* _EXERCISE OBJECTIVE_
Extract every line of the records below and reproduce each one verbatim.

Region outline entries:
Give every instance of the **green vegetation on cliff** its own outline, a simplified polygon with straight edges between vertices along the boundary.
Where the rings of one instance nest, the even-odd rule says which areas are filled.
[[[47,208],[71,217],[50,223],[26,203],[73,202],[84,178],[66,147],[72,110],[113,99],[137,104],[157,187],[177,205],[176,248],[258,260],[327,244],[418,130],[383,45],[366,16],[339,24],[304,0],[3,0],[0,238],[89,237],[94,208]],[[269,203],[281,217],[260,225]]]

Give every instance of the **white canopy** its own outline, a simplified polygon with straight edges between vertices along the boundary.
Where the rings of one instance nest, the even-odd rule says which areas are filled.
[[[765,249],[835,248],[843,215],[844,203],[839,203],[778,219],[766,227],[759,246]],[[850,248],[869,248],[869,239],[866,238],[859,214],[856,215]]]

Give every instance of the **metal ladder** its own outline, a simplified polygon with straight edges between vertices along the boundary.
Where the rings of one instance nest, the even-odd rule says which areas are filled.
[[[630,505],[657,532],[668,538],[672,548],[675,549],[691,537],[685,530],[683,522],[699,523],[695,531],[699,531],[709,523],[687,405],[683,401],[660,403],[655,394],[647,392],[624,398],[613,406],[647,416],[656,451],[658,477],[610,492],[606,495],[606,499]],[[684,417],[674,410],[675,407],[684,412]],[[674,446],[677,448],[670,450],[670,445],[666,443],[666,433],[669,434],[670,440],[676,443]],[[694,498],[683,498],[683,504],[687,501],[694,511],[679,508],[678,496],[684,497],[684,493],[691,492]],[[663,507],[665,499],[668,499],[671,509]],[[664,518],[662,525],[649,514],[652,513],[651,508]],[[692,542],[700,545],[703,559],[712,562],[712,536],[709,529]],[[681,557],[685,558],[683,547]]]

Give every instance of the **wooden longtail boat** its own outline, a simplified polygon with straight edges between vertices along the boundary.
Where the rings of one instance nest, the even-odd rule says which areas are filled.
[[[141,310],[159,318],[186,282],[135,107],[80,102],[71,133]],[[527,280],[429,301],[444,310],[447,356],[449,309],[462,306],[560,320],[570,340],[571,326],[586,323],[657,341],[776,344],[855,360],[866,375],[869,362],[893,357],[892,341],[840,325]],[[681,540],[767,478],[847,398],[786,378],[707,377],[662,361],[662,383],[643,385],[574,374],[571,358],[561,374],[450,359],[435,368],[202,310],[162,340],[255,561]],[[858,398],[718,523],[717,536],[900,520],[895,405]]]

* _RESULT OF THIS TASK_
Give every instance of the **green vegetation on cliff** its own outline, a simplified polygon with straight edges between vertices along the boundary.
Where the rings of one instance nest, the even-odd rule says which areas are filled.
[[[47,208],[71,217],[50,223],[26,203],[73,202],[84,178],[66,147],[72,110],[113,99],[137,104],[157,187],[177,205],[176,248],[258,260],[327,244],[418,130],[383,45],[366,16],[339,24],[304,0],[3,0],[0,238],[89,237],[94,208]],[[269,203],[281,217],[260,225]]]

Give every instance of the **white canopy** its own outline, a simplified polygon with straight edges between vertices along the boundary.
Where the rings of one instance nest, the even-odd rule says which areas are filled.
[[[765,249],[835,248],[843,215],[844,203],[839,203],[778,219],[766,227],[759,246]],[[850,248],[869,248],[869,239],[866,238],[859,214],[856,215]]]

Give every instance of the **metal ladder** its own outline, a simplified polygon with straight edges between vertices along the boundary.
Where the rings of one instance nest, the even-odd rule says which areas are filled.
[[[630,505],[657,532],[668,538],[672,548],[675,549],[691,537],[685,530],[683,522],[699,523],[695,531],[699,531],[709,523],[687,405],[683,401],[660,403],[655,394],[647,392],[624,398],[613,406],[647,416],[656,451],[658,477],[610,492],[606,495],[606,499]],[[684,417],[674,410],[675,407],[684,412]],[[674,446],[677,448],[670,450],[670,445],[666,443],[666,433],[669,434],[670,440],[676,443]],[[694,498],[683,498],[683,504],[687,501],[694,511],[679,508],[678,496],[684,497],[684,493],[691,492]],[[663,507],[665,499],[668,499],[671,509]],[[664,518],[662,525],[649,514],[652,513],[651,508]],[[692,542],[700,545],[703,559],[712,562],[712,536],[709,529]],[[681,557],[685,558],[683,547]]]

Give every instance of the **wooden longtail boat** its own outline, a simplified polygon with straight edges between vertices along the boundary.
Where the rings of one instance nest, the even-odd rule says which areas are filled.
[[[141,310],[159,318],[186,282],[135,107],[80,102],[71,133]],[[527,280],[429,301],[444,310],[447,356],[449,309],[462,306],[560,320],[570,340],[571,326],[586,323],[657,341],[776,344],[855,360],[866,375],[869,362],[893,357],[892,341],[840,325]],[[681,540],[767,478],[847,398],[786,378],[707,377],[662,361],[662,383],[643,385],[574,374],[571,358],[561,374],[450,359],[435,368],[202,310],[162,340],[255,561]],[[858,398],[718,523],[717,536],[900,520],[895,405]]]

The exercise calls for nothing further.